Lines from a box labeling dataset
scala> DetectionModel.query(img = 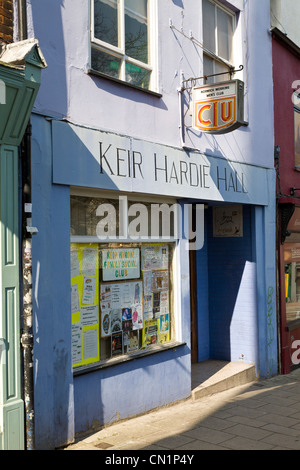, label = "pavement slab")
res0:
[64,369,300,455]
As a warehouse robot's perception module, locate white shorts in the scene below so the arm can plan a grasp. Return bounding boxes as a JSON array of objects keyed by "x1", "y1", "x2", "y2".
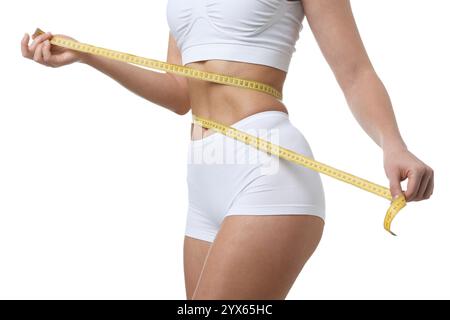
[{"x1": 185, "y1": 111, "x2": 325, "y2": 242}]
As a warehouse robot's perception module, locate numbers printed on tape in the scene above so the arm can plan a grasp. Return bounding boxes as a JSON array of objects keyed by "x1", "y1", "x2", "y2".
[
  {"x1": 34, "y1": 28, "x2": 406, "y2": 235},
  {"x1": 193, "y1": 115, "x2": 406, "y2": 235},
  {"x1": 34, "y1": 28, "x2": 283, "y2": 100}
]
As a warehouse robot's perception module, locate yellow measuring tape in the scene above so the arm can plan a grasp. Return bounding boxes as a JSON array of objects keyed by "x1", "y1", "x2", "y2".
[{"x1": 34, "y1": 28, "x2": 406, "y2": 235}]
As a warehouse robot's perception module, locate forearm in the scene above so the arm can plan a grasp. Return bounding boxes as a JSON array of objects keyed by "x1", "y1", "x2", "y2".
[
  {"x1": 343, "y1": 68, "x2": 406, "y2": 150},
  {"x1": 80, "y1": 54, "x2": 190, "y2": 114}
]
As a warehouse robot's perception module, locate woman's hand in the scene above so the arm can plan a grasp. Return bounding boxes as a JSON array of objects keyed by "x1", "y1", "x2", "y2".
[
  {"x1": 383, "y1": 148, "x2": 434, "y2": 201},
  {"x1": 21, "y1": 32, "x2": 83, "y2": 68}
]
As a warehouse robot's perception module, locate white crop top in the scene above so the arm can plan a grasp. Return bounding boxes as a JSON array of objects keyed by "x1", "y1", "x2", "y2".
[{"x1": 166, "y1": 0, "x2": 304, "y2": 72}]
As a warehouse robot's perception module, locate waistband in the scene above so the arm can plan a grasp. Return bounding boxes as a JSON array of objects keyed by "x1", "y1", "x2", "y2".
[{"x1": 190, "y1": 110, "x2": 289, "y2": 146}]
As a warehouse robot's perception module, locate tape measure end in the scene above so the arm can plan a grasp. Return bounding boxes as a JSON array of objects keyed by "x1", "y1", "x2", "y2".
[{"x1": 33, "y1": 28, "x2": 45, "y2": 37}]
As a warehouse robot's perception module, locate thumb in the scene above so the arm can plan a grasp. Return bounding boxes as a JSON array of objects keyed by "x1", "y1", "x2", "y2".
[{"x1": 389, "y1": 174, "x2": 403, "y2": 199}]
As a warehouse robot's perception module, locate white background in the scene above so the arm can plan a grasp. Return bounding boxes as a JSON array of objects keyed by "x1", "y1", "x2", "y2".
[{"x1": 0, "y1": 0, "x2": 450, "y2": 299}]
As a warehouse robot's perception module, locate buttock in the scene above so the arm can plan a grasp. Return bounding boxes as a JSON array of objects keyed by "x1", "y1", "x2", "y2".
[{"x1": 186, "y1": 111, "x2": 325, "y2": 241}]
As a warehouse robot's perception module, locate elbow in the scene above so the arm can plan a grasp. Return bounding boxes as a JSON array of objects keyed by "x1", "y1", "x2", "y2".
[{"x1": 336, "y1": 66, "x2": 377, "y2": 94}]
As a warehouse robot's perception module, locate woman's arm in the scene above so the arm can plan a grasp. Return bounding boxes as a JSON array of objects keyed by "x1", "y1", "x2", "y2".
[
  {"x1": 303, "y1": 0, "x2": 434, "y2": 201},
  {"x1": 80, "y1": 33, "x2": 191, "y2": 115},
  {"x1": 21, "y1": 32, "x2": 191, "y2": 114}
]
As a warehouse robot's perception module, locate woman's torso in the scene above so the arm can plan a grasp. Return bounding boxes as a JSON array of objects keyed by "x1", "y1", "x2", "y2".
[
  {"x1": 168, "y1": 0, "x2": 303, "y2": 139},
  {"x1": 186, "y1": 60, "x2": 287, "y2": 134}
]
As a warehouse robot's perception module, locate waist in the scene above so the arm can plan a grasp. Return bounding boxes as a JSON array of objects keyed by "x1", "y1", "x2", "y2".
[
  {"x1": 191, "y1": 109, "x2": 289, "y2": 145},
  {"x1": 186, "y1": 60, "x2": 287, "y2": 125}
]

## WRITTEN INSTRUCTION
Copy out the lines from the one containing "As a warehouse robot's perception module, locate woman's torso" through the last line, substituting "image" for "scene" and changing nothing else.

## THE COMPLETED TASK
As a warehouse robot's perception module, locate woman's torso in the image above so the arm can plan a grasp. Return bounding boxes as a JSON array of objects keyed by "x1", "y1", "x2", "y2".
[
  {"x1": 168, "y1": 0, "x2": 303, "y2": 139},
  {"x1": 186, "y1": 60, "x2": 287, "y2": 134}
]
As a warehouse robot's perception module, locate waist in the image above so the arm can plan a grasp. Return bounding boxes as a JSON array of objects keyed by "x1", "y1", "x2", "y2".
[
  {"x1": 191, "y1": 109, "x2": 289, "y2": 145},
  {"x1": 186, "y1": 60, "x2": 287, "y2": 125}
]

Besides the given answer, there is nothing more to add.